Passage provided:
<<<<

Throughout all the figures same or corresponding elements may generally be indicated by same reference numerals. These depicted embodiments are to be understood as illustrative of the invention and not as limiting in any way. It should also be understood that the figures are not necessarily to scale and that the embodiments are sometimes illustrated by graphic symbols, phantom lines, diagrammatic representations and fragmentary views. In certain instances, details which are not necessary for an understanding of the present invention or which render other details difficult to perceive may have been omitted.

A tubular heat exchanger in accordance with the present invention is shown in FIGS. 1a to 1e and made entirely of a plastic such as, e.g., PFA, ECTFE, PVDF, PP, or PE. The heat exchanger shown here has a length of approx. three meters; it may, however, also have other dimensions.

A sheathing tube of the heat exchanger includes a longer cylindrical center piece 10 and two shorter cylindrical end pieces 12 which are welded axially aligned to the center piece 10. A connection pipe 14 is welded to or formed on the circumference of each end piece 12 and projects vertically there from. Welded to the outer edges of the end pieces 12 are end caps 16, each of which having welded thereto or formed thereon an axially aligned connection pipe 18, although as an alternative the connection pipe may also project out to the side. All afore-mentioned welded connections are implemented in a fluid-tight manner.

A perforated base 22 is welded in the axially outer end of each end piece 12 and has the shape of a disk which extends perpendicular to the axis of the sheathing tube and occupies the entire cross section of the end piece 12. The perforated base 22 includes a great number of small holes which extend at small distances in spaced-apart parallel relationship to one another and to the axis of the sheathing tube.

A retention rod 24 extends along the axis of the sheathing tube from one perforated base 22 to the other. The retention rod 24 carries a number of fluid deflection plates 26 which are dispersed over the length of the center piece 10 of the sheathing tube and have a shape, orientation, and perforation in correspondence to the perforated base 22 but are less thick and do not occupy the entire cross section of the end piece 12 but have recesses oriented alternatingly in opposite directions.

A number of unillustrated internal tubes in correspondence to a number of holes in the perforated bases 22 and the fluid deflection plates 26 extend from one perforated base 22 to the other. The ends of the internal tubes, which may also be hoses, are in alignment with the axial outer surfaces of the perforated bases 22 and are welded on the outer sides of the perforated bases 24 in fluid-tight manner with the perforated bases 22.

>>>>

Exercises to complete:
1. Duplicate the part of the heat exchanger description starting at "A perforated base" and ending at "the sheathing tube.".
2. State whether each statement agrees with the heat exchanger description, answering yes or no and quoting the words that decide it: (a) the heat exchanger shown is about three meters long; (b) the fluid deflection plates are thicker than the perforated base; (c) the perforated base occupies the entire cross section of the end piece.
3. Carry the heat exchanger description further from where it stops.
The lines after this point are separate material, unrelated to the heat exchanger description.

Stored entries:

<<<<

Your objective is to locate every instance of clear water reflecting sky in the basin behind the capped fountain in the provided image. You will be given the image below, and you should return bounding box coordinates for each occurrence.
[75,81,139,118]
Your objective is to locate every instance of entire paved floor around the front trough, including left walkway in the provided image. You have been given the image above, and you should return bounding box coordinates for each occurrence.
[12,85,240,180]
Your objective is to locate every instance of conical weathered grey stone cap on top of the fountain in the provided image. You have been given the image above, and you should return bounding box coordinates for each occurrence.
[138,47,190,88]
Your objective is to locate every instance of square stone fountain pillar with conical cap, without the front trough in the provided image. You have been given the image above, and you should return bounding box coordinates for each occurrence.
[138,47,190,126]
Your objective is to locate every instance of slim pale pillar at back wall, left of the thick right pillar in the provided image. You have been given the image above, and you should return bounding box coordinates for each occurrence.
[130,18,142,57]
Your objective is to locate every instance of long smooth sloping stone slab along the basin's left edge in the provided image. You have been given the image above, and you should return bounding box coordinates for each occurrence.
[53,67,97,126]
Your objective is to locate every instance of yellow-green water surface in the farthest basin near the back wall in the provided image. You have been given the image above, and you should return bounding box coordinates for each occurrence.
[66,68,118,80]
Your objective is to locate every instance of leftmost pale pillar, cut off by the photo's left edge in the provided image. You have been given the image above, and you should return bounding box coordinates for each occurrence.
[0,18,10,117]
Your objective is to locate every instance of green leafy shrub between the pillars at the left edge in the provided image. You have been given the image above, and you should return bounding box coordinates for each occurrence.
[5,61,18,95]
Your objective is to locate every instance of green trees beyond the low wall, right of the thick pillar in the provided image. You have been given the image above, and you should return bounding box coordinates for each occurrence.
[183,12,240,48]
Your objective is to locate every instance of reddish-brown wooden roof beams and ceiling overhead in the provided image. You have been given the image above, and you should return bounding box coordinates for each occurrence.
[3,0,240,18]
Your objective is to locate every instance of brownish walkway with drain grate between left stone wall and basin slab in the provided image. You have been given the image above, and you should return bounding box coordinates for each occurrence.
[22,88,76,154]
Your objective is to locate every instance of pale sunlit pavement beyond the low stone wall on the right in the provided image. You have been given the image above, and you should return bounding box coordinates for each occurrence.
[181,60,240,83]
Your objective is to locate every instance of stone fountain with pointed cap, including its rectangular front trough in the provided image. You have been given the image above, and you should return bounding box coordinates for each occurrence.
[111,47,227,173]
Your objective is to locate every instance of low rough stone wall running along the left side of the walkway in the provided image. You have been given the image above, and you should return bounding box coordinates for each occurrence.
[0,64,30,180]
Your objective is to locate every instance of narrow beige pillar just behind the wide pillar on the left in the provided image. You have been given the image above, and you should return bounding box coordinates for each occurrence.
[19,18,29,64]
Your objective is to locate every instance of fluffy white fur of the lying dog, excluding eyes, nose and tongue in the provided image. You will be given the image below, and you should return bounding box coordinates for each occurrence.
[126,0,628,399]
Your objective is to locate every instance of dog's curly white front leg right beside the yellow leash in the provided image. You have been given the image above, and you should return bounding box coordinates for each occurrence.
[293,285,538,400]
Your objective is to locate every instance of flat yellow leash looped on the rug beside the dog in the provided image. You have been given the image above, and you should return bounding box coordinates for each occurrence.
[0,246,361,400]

>>>>

Answers for the exercise:
1.
A perforated base 22 is welded in the axially outer end of each end piece 12 and has the shape of a disk which extends perpendicular to the axis of the sheathing tube and occupies the entire cross section of the end piece 12. The perforated base 22 includes a great number of small holes which extend at small distances in spaced-apart parallel relationship to one another and to the axis of the sheathing tube.

2.
(a) Yes: "The heat exchanger shown here has a length of approx. three meters"
(b) No: "but are less thick"
(c) Yes: "occupies the entire cross section of the end piece 12"

3.
The internal tubes and the perforated bases 24 separate a first fluid space bounded by the inner surface of the center piece 10 of the sheathing tube and the outer surfaces of the internal tubes, from a second fluid space bounded from the inner surfaces of the internal tubes, the end pieces 12, and the end caps 16. In use, on one hand, a first fluid, a liquid and/or gaseous cooling or heating medium, flows from one of the connection pipes 14 through the first fluid space to the other connection pipe 14, and, on the other hand, a second fluid, a liquid and/or gaseous cooling or heating medium to be cooled or heated, flows in counterflow to the first fluid from the one connection pipe 18 through the second fluid space to the other connection pipe 18. The alternatingly arranged fluid deflection plates 26 generate cross-currents of the first fluid to realize a particularly good flow around the internal tubes.

As can be seen in FIGS. 1a to 1e, the end pieces 12, except for their ring-shaped end faces where they are welded to the center piece 10 and the pertaining end cap 16, have a greater outer diameter and a greater wall thickness than the center piece 10 and the end caps 16 of the sheathing tube. These greater dimensions are utilized for cross sectional expansions in an area where the inflow and outflow ports of the connection pipes 14 connect into the interior of the end pieces 12 so that the internal tubes are exposed to less stress by the first fluid. Moreover, the greater dimensions enhance the strength of the end pieces 12 and more than compensate their mechanical weakening as a result of the presence of greater inflow and outflow ports. Furthermore, the wider end pieces 12 provide the connection pipes 14 with added support.

FIGS. 2a to 2d show one of the end pieces 12 of the tubular heat exchanger shown in FIGS. 1a to 1e on an enlarged scale. This end piece 12, as shown here, is manufactured e.g. through injection molding, and then welded to a connection pipe 14, the center piece 10 and the pertaining end cap 16. Clearly illustrated is the enlargement of the diameter and the wall thickness over an axial zone in the area of an opening 28 for the connection pipe 14 as well as the cross sectional expansion of the opening 28 towards the interior of the end piece 12.

In a second exemplary embodiment, a heat exchanger has basically a same configuration as in the exemplary embodiment according to FIGS. 1a to 1e, however the two end pieces 12 are replaced by two end pieces 30 of which one is shown in FIGS. 3a and 3b.

Each end piece 30, made e.g. by injection molding, includes a cylindrical base 32 having a circumference formed with a protrusion 34 which extends axially over a greater distance than the diameter of an opening 36 for a connection pipe, not shown here, similar to the connection pipe 14 in FIGS. 1a to 1e and extends radially about the end piece 30 and thus becomes continuously more shallow so that the protrusion 34 has a sickle-shaped configuration. The protrusion 34 forms a partial enlargement of the diameter and wall thickness of the cylindrical base 32 so that the latter is not only stiffened but room is also created for accommodation and securement of a baffle plate 38 whose contours are indicated in FIG. 3a by broken line. The opening 36 which extends through the cylindrical base 32 and the sickle-shaped protrusion 34 is shaped to conform to the inner diameter of the connection pipe to be welded on.

The baffle plate 38 is made from an elongated rectangular plastic board, bent along its length into a semicircle with a smaller radius than the radius of the end piece 30, and has small projections 40 by which the baffle plate 38 is pushed lengthwise into unillustrated retention grooves which are formed axially in front of and behind an opening 34 in the end piece 30 and also bent like the baffle plate 38.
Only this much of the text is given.